• What you have to do
In the listing below, please print the line that contains "Mark the region of each instance of the bird;" and every line that follows it, exactly.

Boundary annotation records:
□ □ □ □ □ □ □

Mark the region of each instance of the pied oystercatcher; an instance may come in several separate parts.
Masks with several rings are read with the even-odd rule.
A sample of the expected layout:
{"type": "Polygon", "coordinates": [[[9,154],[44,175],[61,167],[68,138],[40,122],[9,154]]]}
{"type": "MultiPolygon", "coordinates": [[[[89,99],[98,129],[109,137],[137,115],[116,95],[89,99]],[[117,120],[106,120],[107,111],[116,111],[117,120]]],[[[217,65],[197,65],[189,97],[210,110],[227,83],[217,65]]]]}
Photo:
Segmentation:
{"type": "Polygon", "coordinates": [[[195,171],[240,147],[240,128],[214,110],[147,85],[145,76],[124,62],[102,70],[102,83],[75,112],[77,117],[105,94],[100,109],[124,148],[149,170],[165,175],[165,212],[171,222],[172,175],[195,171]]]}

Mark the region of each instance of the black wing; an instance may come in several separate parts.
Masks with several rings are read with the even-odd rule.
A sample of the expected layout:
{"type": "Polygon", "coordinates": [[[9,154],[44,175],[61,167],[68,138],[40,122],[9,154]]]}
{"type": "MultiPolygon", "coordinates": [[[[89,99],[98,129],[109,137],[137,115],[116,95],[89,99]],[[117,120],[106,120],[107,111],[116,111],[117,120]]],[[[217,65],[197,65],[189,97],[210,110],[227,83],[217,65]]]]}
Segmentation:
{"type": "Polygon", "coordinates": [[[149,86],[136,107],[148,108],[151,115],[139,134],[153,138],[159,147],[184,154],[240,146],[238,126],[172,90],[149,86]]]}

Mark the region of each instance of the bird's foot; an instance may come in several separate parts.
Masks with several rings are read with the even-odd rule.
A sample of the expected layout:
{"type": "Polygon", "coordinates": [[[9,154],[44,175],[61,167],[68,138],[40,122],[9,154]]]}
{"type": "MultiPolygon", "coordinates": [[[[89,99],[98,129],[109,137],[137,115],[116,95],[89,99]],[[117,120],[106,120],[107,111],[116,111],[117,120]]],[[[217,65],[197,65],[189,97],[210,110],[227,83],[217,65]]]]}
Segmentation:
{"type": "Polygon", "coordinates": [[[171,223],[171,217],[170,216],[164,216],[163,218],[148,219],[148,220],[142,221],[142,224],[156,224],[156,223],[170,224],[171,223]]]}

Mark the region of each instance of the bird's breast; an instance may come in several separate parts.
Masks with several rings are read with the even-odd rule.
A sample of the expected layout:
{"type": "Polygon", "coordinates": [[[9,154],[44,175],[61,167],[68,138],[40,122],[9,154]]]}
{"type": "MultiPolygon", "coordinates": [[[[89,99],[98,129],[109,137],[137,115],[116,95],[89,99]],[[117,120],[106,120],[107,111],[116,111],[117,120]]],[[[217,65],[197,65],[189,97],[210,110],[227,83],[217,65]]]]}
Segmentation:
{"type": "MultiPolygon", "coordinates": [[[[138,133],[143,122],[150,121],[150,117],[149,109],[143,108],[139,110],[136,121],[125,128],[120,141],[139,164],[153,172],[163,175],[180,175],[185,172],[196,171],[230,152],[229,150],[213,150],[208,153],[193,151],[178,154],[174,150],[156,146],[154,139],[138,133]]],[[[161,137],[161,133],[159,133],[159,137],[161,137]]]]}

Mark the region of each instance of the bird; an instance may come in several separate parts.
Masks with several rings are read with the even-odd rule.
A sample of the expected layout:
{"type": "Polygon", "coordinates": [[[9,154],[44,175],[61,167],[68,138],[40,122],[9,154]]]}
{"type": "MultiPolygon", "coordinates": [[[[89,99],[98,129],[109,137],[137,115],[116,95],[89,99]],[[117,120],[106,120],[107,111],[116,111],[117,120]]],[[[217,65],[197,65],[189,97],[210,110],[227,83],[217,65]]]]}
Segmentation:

□ □ □ □ □ □ □

• Solution to the exercise
Mark the region of each instance of the bird; an instance may come in several separate parts.
Masks with several rings are read with the even-odd rule.
A sample of the expected layout:
{"type": "Polygon", "coordinates": [[[9,154],[44,175],[61,167],[68,138],[40,122],[9,154]]]}
{"type": "MultiPolygon", "coordinates": [[[[89,99],[98,129],[109,137],[137,115],[116,95],[89,99]],[[117,120],[106,120],[107,111],[116,111],[117,120]]],[[[217,65],[197,65],[189,97],[210,110],[227,83],[217,65]]]]}
Segmentation:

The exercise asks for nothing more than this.